AIM OF THE EXERCISE: Render every line of the listing below as a Markdown table with the columns "Row" and "Text", numbering the rows in order and skipping blank lines.

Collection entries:
-*-

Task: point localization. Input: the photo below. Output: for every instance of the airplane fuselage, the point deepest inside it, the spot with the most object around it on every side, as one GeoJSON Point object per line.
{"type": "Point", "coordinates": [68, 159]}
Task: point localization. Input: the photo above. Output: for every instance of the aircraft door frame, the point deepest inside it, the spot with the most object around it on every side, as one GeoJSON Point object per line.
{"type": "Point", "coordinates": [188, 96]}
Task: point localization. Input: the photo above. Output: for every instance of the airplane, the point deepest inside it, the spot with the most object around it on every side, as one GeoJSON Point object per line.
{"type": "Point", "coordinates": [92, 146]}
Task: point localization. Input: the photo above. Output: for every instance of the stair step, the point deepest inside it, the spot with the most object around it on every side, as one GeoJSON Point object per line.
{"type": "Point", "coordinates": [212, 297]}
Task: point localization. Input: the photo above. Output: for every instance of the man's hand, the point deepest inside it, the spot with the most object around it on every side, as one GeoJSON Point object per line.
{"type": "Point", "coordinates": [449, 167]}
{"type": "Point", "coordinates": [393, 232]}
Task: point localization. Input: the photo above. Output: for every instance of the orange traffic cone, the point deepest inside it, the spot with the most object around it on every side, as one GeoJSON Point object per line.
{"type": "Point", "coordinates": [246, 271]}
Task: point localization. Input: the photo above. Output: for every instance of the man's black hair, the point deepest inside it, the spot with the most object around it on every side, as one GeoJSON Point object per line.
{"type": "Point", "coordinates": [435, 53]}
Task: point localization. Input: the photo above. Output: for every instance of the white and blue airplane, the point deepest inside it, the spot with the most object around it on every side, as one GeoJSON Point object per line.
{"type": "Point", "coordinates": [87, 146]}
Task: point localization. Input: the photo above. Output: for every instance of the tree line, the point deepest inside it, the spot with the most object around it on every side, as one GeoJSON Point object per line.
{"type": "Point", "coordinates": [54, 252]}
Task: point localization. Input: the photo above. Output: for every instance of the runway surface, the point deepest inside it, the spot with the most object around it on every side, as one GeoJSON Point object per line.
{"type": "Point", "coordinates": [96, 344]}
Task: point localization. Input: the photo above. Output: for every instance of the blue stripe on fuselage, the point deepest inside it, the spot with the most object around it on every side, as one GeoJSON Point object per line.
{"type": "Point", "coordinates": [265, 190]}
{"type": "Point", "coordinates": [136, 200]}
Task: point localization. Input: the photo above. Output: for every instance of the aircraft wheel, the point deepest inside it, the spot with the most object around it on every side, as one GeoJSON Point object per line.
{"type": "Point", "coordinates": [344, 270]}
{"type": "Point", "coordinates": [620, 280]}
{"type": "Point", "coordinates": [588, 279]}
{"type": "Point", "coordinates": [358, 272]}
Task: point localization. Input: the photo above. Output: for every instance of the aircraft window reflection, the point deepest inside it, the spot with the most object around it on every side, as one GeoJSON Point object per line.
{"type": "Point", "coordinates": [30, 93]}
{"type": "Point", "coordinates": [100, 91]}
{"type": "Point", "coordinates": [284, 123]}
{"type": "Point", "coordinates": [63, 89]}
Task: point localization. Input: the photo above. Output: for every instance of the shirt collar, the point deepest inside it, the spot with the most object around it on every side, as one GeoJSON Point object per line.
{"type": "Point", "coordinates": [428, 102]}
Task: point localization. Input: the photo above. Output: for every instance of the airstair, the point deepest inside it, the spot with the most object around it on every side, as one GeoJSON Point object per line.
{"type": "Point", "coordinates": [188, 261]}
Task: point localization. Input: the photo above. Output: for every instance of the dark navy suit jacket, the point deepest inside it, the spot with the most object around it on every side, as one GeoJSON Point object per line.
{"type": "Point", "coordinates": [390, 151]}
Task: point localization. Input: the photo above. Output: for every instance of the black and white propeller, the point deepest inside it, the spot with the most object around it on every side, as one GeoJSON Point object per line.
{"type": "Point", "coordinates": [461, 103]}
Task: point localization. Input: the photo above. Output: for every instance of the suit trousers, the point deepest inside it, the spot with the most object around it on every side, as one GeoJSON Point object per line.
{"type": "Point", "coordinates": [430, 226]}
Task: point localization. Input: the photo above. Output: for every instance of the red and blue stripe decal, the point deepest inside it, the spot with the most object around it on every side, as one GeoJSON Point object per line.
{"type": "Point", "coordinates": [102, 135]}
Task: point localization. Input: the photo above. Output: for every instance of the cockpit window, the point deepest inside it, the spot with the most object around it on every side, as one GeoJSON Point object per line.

-*-

SOLUTION BELOW:
| Row | Text |
|---|---|
| 1 | Task: point localization. Input: the photo below. Output: for every instance of the airplane fuselage, the point deepest inside it, the spot with the most object around it on every side, as one GeoJSON Point object per line. |
| 2 | {"type": "Point", "coordinates": [68, 159]} |
| 3 | Task: point localization. Input: the photo above. Output: for every instance of the aircraft door frame, the point deepest inside it, the spot with the most object around it on every side, as one GeoJSON Point object per line. |
| 4 | {"type": "Point", "coordinates": [188, 96]} |
| 5 | Task: point localization. Input: the photo above. Output: for every instance of the airplane, the point deepest inside it, the spot with the most object around it on every side, as one GeoJSON Point object per line. |
| 6 | {"type": "Point", "coordinates": [92, 146]} |
| 7 | Task: point localization. Input: the photo above. Output: for every instance of the stair step, the point deepest inside it, the spot with the most object around it on every side, as one GeoJSON Point object per line. |
| 8 | {"type": "Point", "coordinates": [212, 297]} |
| 9 | Task: point localization. Input: the photo above. Output: for every instance of the man's hand, the point deepest inside it, the spot with the most object around it on every side, as one GeoJSON Point object per line. |
| 10 | {"type": "Point", "coordinates": [449, 167]} |
| 11 | {"type": "Point", "coordinates": [393, 232]} |
| 12 | Task: point localization. Input: the photo above. Output: for every instance of the orange traffic cone, the point deepest inside it, the spot with the most object around it on every side, as one GeoJSON Point object per line. |
| 13 | {"type": "Point", "coordinates": [246, 271]} |
| 14 | Task: point localization. Input: the photo above. Output: for every instance of the man's black hair, the point deepest inside it, the spot with the most object around it on every side, as one GeoJSON Point object per line. |
| 15 | {"type": "Point", "coordinates": [435, 53]} |
| 16 | Task: point localization. Input: the photo above. Output: for every instance of the white and blue airplane, the point deepest inside it, the spot with the most object around it on every side, as one GeoJSON Point object per line. |
| 17 | {"type": "Point", "coordinates": [87, 146]} |
| 18 | Task: point localization. Input: the photo above. Output: for every instance of the tree line, the point deepest inside it, the spot with the most object around it on every side, as one GeoJSON Point object per line. |
| 19 | {"type": "Point", "coordinates": [54, 252]} |
| 20 | Task: point localization. Input: the photo above. Output: for every instance of the runway surface, the point deepest inside it, the spot with the most object around it on every side, as one GeoJSON Point object per line. |
| 21 | {"type": "Point", "coordinates": [96, 344]} |
| 22 | Task: point localization. Input: the photo above. Output: for every instance of the blue stripe on fuselage, the point deepest inside it, the spot with the most object around it on every side, as one GeoJSON Point object per line. |
| 23 | {"type": "Point", "coordinates": [265, 190]} |
| 24 | {"type": "Point", "coordinates": [136, 200]} |
| 25 | Task: point localization. Input: the photo above. Output: for every instance of the aircraft wheel, the point deepest inside it, the spot with the most object around it on every side, as one GeoJSON Point object per line. |
| 26 | {"type": "Point", "coordinates": [344, 270]} |
| 27 | {"type": "Point", "coordinates": [620, 280]} |
| 28 | {"type": "Point", "coordinates": [588, 279]} |
| 29 | {"type": "Point", "coordinates": [358, 272]} |
| 30 | Task: point localization. Input: the photo above. Output: for every instance of the aircraft window reflection, the point deepest inside it, the spot with the most object around it on every side, as one GeoJSON Point object per line. |
| 31 | {"type": "Point", "coordinates": [30, 93]} |
| 32 | {"type": "Point", "coordinates": [100, 91]} |
| 33 | {"type": "Point", "coordinates": [284, 123]} |
| 34 | {"type": "Point", "coordinates": [63, 89]} |
| 35 | Task: point localization. Input: the photo above. Output: for every instance of the shirt collar, the point deepest inside it, the spot with the most object around it on every side, as one GeoJSON Point object per line. |
| 36 | {"type": "Point", "coordinates": [428, 102]} |
| 37 | Task: point localization. Input: the photo above. Output: for every instance of the airstair, the point deepest inside it, the spot with the most object around it on every side, as one GeoJSON Point object per line. |
| 38 | {"type": "Point", "coordinates": [188, 261]} |
| 39 | Task: point localization. Input: the photo above. Output: for every instance of the dark navy suit jacket, the point deepest inside it, the spot with the most object around it on every side, as one GeoJSON Point object per line. |
| 40 | {"type": "Point", "coordinates": [390, 151]} |
| 41 | Task: point localization. Input: the photo above. Output: for every instance of the black and white propeller, the point deepest inside it, the spot with the most object around it on every side, as one GeoJSON Point object per line. |
| 42 | {"type": "Point", "coordinates": [461, 103]} |
| 43 | Task: point localization. Input: the photo above. Output: for every instance of the suit trousers, the point deepest inside it, the spot with the most object around it on every side, as one GeoJSON Point object per line. |
| 44 | {"type": "Point", "coordinates": [430, 226]} |
| 45 | Task: point localization. Input: the photo above. Output: for every instance of the red and blue stripe decal, the point deepest inside it, the spot with the most object around it on every side, as one GeoJSON Point object per line. |
| 46 | {"type": "Point", "coordinates": [102, 135]} |
| 47 | Task: point localization. Input: the photo above. Output: for every instance of the cockpit window, the point deepest inside it, the spot with the most object around it on every side, as one GeoJSON Point object per line. |